**PROBLEM TO SOLVE**
Copy out each line below that contains the word "grass".

**RAW RECORDS**
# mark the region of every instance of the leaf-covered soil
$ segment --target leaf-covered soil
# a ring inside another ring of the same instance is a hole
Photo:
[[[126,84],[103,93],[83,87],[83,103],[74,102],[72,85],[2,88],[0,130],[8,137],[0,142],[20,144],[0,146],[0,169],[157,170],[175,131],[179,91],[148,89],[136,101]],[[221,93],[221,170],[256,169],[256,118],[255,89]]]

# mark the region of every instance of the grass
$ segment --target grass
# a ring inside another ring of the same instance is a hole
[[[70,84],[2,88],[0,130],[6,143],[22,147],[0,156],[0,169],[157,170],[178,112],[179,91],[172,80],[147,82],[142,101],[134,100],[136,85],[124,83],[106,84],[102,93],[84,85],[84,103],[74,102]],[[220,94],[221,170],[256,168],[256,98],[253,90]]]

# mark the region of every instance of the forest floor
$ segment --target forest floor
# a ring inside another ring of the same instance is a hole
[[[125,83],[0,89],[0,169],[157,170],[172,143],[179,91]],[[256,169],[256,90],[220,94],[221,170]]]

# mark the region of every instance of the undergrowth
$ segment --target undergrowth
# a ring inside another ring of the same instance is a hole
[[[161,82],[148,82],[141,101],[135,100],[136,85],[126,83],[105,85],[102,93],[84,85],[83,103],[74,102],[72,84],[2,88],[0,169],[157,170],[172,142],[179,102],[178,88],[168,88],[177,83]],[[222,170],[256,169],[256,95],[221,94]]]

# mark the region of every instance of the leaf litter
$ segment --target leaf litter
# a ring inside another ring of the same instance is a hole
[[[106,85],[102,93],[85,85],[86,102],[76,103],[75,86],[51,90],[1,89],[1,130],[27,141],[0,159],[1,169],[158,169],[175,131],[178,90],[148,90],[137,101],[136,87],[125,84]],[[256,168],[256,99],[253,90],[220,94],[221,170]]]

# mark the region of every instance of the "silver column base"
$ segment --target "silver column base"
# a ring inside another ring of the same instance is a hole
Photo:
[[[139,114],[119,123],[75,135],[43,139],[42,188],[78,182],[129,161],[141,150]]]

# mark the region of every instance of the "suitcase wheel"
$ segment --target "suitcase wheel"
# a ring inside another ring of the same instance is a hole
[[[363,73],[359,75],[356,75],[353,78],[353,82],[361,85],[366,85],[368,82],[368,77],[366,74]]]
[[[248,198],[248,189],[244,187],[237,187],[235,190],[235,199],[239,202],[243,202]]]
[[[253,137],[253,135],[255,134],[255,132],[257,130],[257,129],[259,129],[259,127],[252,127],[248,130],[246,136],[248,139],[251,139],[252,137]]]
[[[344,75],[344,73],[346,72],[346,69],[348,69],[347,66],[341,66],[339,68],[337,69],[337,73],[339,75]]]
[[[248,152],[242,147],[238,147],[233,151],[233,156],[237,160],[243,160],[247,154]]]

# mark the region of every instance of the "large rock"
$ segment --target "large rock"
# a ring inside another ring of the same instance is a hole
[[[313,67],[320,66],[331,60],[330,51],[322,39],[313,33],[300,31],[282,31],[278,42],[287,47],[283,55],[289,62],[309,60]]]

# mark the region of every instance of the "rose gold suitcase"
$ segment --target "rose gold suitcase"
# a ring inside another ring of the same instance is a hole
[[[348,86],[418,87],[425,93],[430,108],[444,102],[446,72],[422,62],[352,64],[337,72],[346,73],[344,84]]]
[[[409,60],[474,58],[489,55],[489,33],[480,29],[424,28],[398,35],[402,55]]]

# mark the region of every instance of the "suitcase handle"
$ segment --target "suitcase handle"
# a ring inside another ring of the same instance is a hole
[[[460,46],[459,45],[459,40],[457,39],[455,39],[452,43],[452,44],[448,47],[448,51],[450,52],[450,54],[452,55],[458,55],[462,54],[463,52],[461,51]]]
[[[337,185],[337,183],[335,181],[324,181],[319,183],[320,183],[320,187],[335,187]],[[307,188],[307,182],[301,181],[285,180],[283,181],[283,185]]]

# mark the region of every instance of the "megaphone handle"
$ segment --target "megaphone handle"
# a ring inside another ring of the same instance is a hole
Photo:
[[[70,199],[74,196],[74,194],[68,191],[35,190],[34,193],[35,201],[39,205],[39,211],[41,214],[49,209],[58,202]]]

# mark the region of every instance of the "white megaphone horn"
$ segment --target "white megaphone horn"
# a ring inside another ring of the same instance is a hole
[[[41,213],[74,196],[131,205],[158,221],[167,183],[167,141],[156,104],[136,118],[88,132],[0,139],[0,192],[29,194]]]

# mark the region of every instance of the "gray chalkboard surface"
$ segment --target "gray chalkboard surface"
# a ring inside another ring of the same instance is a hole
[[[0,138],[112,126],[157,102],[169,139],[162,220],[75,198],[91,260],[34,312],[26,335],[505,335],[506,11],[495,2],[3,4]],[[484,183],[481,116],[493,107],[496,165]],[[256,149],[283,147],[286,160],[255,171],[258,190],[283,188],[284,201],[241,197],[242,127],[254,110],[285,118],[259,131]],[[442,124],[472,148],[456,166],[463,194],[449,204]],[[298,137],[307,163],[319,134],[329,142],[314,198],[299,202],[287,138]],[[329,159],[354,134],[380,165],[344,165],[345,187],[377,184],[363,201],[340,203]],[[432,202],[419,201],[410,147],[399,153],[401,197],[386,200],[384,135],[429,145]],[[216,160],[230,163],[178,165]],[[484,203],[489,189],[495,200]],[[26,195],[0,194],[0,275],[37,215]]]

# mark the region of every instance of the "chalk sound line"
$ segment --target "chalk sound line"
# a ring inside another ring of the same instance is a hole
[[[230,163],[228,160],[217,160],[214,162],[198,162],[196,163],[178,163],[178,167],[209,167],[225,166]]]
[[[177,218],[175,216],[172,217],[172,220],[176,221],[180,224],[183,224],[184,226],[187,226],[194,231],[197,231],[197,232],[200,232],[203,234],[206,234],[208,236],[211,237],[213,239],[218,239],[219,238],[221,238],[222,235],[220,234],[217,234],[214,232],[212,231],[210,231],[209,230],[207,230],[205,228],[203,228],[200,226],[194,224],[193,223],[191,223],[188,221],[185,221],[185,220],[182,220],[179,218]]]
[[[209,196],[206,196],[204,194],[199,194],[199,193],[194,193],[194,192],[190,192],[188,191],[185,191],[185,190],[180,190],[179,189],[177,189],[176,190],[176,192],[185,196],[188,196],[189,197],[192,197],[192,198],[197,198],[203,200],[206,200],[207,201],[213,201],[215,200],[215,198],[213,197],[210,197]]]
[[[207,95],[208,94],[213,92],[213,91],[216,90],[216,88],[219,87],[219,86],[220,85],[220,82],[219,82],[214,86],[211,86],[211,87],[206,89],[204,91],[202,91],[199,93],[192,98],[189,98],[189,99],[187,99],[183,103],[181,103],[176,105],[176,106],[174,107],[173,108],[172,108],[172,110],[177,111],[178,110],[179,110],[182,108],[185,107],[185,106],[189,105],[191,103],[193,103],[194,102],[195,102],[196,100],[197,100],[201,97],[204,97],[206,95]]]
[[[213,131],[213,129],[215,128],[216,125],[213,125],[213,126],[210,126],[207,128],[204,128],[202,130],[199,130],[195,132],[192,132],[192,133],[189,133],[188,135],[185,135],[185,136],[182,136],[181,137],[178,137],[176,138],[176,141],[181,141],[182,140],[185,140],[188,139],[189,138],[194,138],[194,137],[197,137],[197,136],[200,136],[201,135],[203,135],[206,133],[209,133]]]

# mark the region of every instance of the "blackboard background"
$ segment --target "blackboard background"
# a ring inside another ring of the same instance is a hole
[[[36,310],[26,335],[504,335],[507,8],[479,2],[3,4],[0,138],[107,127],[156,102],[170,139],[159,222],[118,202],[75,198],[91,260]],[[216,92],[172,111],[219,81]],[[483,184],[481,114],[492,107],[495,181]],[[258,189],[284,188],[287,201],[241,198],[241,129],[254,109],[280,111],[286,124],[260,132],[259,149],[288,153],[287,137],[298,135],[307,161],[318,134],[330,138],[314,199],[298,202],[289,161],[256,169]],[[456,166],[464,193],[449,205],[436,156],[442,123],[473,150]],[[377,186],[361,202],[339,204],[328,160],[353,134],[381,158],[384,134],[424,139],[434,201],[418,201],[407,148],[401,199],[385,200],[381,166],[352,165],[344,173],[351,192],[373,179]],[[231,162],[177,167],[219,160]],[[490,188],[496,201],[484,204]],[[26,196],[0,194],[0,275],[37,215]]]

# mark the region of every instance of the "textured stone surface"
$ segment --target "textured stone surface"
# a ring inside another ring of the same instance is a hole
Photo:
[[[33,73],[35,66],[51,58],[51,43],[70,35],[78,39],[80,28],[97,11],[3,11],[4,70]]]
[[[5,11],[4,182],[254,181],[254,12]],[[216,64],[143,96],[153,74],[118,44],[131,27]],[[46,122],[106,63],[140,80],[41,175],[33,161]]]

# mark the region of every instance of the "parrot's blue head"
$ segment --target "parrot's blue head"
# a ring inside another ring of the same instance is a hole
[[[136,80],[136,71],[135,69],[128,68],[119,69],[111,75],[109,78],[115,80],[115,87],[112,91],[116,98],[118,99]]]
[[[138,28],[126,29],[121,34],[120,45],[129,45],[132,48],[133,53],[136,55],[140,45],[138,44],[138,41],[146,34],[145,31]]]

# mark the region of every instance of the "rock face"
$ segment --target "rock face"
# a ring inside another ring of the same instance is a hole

**RESPONSE TO THIS EXERCISE**
# mark the region of every instance of the grass
$ segment --target grass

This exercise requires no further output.